_WORK TO BE COMPLETED_
Rewrite the entries below with "in this photo" switched to "in this image" wherever it occurs, leaving everything else unchanged. Omit the pictures from your answer.

[Point labeling examples]
start
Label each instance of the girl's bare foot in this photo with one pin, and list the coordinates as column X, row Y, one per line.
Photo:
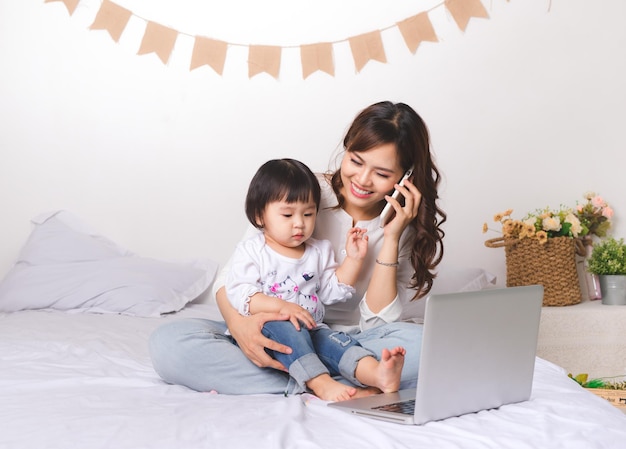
column 389, row 369
column 328, row 389
column 383, row 374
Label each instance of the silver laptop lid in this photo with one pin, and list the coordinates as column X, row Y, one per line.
column 478, row 352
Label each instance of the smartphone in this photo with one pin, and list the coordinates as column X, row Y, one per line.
column 386, row 215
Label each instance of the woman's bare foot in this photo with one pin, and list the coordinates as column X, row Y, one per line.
column 383, row 374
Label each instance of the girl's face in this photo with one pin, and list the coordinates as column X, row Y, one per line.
column 368, row 176
column 288, row 225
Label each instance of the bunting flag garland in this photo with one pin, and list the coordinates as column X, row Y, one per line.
column 158, row 39
column 314, row 57
column 365, row 47
column 463, row 10
column 112, row 18
column 417, row 29
column 263, row 58
column 209, row 52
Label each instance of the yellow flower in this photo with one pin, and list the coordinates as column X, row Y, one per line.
column 542, row 236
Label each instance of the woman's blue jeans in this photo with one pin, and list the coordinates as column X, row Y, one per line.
column 198, row 354
column 316, row 351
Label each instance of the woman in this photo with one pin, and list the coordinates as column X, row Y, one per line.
column 383, row 142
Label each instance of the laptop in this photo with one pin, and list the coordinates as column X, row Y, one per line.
column 478, row 353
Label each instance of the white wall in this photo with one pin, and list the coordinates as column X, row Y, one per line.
column 526, row 110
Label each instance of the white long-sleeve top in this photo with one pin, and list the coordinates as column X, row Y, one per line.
column 333, row 224
column 309, row 281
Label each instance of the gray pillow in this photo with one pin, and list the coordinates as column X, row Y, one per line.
end
_ANSWER TO THE TASK_
Label each instance of the girl's bare foot in this image with one pin, and list the coordinates as column X, row Y, one per line.
Photo:
column 389, row 369
column 328, row 389
column 383, row 374
Label each instance of the silver laptop lid in this image with one pin, and list the coordinates as column X, row Y, one per line.
column 478, row 352
Label each instance of the smartphone in this image with one pin, and list the coordinates as column X, row Y, one per line.
column 386, row 215
Label each instance of the woman's bare foot in this image with one pin, and list the coordinates as column X, row Y, one per line.
column 383, row 374
Label each instance of the girl's face in this image with one pin, and list the coordinates as column X, row Y, one per line.
column 368, row 176
column 288, row 225
Label each instance of the bunting flag garland in this image with one pin, and list the coordinates as column X, row Y, one per line.
column 158, row 39
column 314, row 57
column 365, row 47
column 463, row 10
column 112, row 18
column 417, row 29
column 263, row 58
column 209, row 52
Label each instance of the yellow flower in this image with one pin, and list the coordinates as column X, row Y, one per line.
column 542, row 236
Label each instance of the woman's blue jeans in this image with one pin, and list the coordinates as column X, row Y, one per line.
column 198, row 354
column 316, row 351
Label each instance of the woman in this image with one pin, and list the coordinates as column X, row Y, one per line.
column 383, row 142
Label each instance of the laptop in this image with one pin, and list the coordinates as column X, row Y, one per line.
column 478, row 353
Label each instance of the white wall in this image with one pin, and list the coordinates as column X, row Y, one per line.
column 526, row 110
Label each instance of the white long-sleeve top in this image with one pin, and list the coordinates as column X, row Y, one per line.
column 333, row 224
column 309, row 281
Label each instance of the gray pillow in this image with one pin, and list the coordinates as column X, row Y, one per line.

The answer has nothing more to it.